READING PASSAGE
:::::

Common FBT Exemptions
Some benefits are wholly or partially exempt from FBT, including:
- Work-related items like laptops or mobile phones.
- Minor benefits (less than $300 and infrequent).
- Meals and accommodation when employees are travelling for work.
How to Reduce FBT Liability
To minimise FBT, employers can:
- Encourage employee contributions towards the cost of the benefit.
- Provide exempt benefits like work-related items or minor benefits.
- Use the Otherwise Deductible Rule where applicable.
What Happens if You Don’t Pay FBT?
- Failing to lodge an FBT return or pay the FBT liability on time may result in:
- Interest charges on the unpaid amount.
- Penalties for late lodgement or non-compliance.
- The ATO regularly audits FBT returns, so accurate reporting and record-keeping are essential.
Do You Need Help with FBT?
FBT can be complex, and getting it wrong can be costly. If you need help with calculations, reporting, or minimising your FBT liability, contact us today. We’re here to make it easier for you.
Scenario:
A company provides an $80,000 passenger vehicle to a director for both business and personal use. The car was available to the director for the entire FBT year (1 April to 31 March).
The director kept a logbook showing 40% of the car’s use was for business. No employee contributions were made towards the cost of the car.
Step 1: Determine the Type of Fringe Benefit
This is a Car Fringe Benefit because the company provides a vehicle for both business and private use.
Step 2: Choose a Calculation Method
There are two methods for calculating the taxable value of a car fringe benefit:
- Statutory Formula Method – Based on the cost of the car and a flat statutory rate.
- Operating Cost Method – Based on the actual costs of running the car, reduced by the business-use percentage.
In this example, we’ll use the Statutory Formula Method as it’s the most commonly used method.
Step 3: Calculate Taxable Value Using the Statutory Formula Method
Statutory Formula Method Formula:
Taxable Value = Base Value × Statutory Rate × Days Available/365
- Base Value: $80,000 (purchase price of the car)
- Statutory Rate: 20% (for vehicles provided after May 2011, regardless of kilometres travelled)
- Days Available: 365 days (car was available for the entire FBT year)

:::::

DATASET CONTENT

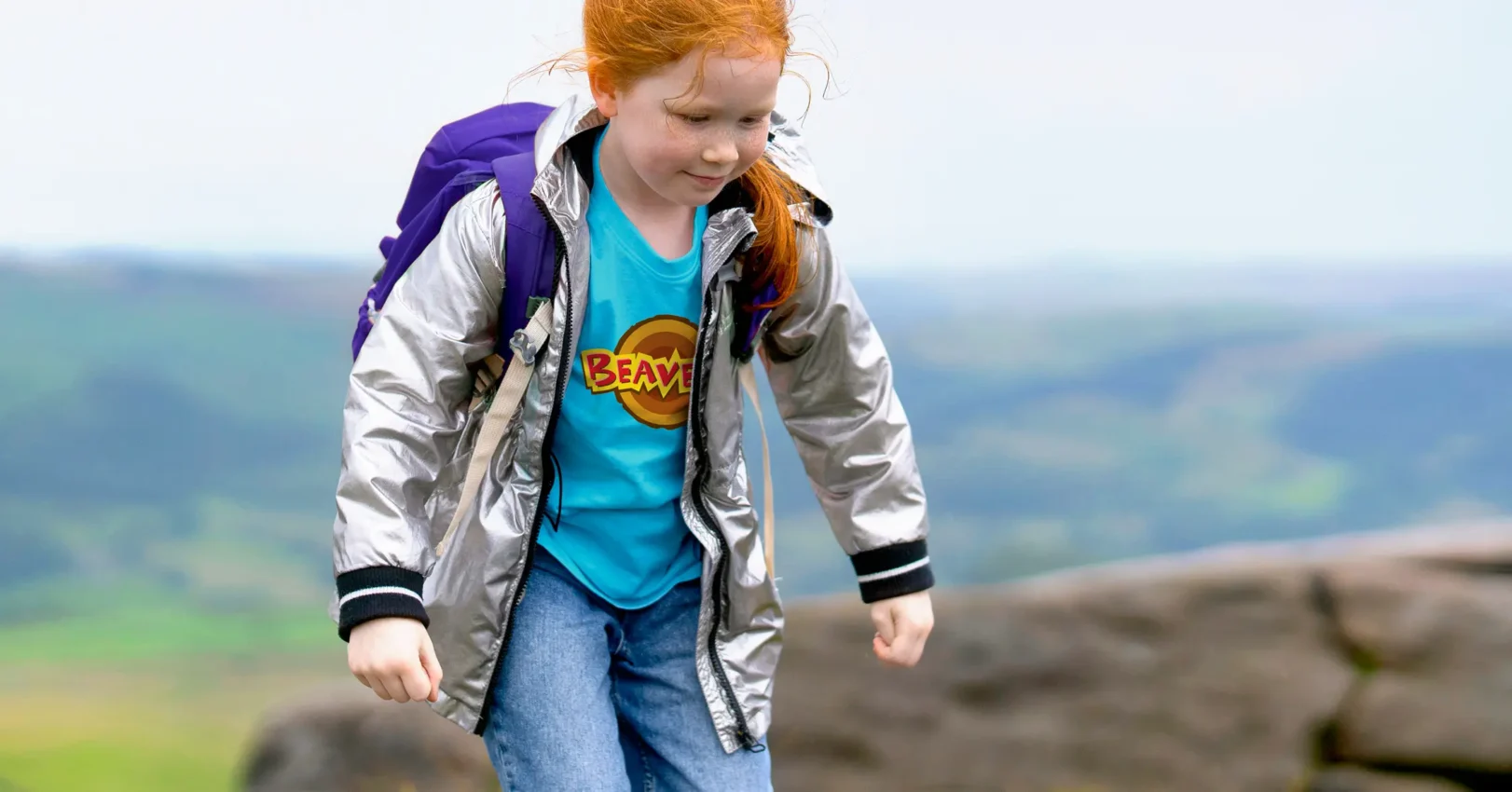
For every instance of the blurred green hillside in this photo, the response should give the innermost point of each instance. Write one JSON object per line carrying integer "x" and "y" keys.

:::::

COMPLETE THE FOLLOWING
a - Please write out the part of the fringe benefits tax guide that opens with the words containing "- Operating Cost" and closes with "of the car)".
b - According to the fringe benefits tax guide, what share of the car's use did the director's logbook show was for business?

EXERCISE SOLUTIONS
a -
- Operating Cost Method – Based on the actual costs of running the car, reduced by the business-use percentage.
In this example, we’ll use the Statutory Formula Method as it’s the most commonly used method.
Step 3: Calculate Taxable Value Using the Statutory Formula Method
Statutory Formula Method Formula:
Taxable Value = Base Value × Statutory Rate × Days Available/365
- Base Value: $80,000 (purchase price of the car)

b - 40%